Record excerpts Block Start

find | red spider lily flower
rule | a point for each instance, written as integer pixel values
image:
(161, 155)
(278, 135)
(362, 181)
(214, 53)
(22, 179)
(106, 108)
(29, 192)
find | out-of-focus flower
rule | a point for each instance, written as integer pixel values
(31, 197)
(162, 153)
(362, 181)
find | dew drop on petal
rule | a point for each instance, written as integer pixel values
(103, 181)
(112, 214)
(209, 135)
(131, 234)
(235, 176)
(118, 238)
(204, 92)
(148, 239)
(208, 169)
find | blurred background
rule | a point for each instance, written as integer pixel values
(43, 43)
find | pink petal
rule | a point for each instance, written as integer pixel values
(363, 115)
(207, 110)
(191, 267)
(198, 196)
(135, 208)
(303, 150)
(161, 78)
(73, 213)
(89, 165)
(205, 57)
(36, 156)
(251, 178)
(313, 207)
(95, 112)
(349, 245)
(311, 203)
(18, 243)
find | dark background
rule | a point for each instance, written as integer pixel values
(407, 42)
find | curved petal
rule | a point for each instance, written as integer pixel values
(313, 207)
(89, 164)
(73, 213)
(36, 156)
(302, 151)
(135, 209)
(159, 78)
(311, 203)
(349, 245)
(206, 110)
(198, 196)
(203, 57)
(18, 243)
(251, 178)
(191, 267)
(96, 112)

Record excerpts Block End

◆ **Your task**:
Restate the data above word for word, omitting nothing.

◆ **Final answer**:
find | red spider lily flower
rule | a point for each instance, written as integer pixel values
image:
(161, 155)
(278, 135)
(362, 181)
(214, 53)
(22, 179)
(106, 108)
(29, 192)
find | out-of-focus flower
rule | a point for each instance, written as integer pixel values
(31, 197)
(162, 153)
(362, 181)
find | dew drop on petal
rule | a point for each instance, written as integer pixel values
(103, 181)
(112, 214)
(209, 135)
(131, 234)
(235, 176)
(118, 238)
(204, 92)
(148, 239)
(208, 169)
find | blurred background
rule | a point for each instance, written as integer pixel values
(43, 43)
find | pink petal
rule | a point for each instance, written as integer pixel values
(363, 115)
(207, 110)
(191, 267)
(198, 196)
(135, 208)
(303, 150)
(161, 78)
(73, 213)
(89, 165)
(205, 57)
(36, 156)
(251, 178)
(313, 207)
(95, 112)
(349, 245)
(311, 203)
(18, 243)
find | dark background
rule | a point for each instance, written as integer pixel values
(407, 42)
find | curved petal
rule | a point for each instance, written as integer pixel values
(313, 207)
(89, 164)
(73, 213)
(36, 156)
(302, 151)
(135, 209)
(159, 78)
(311, 203)
(349, 245)
(206, 110)
(198, 196)
(203, 57)
(18, 243)
(251, 178)
(191, 267)
(96, 112)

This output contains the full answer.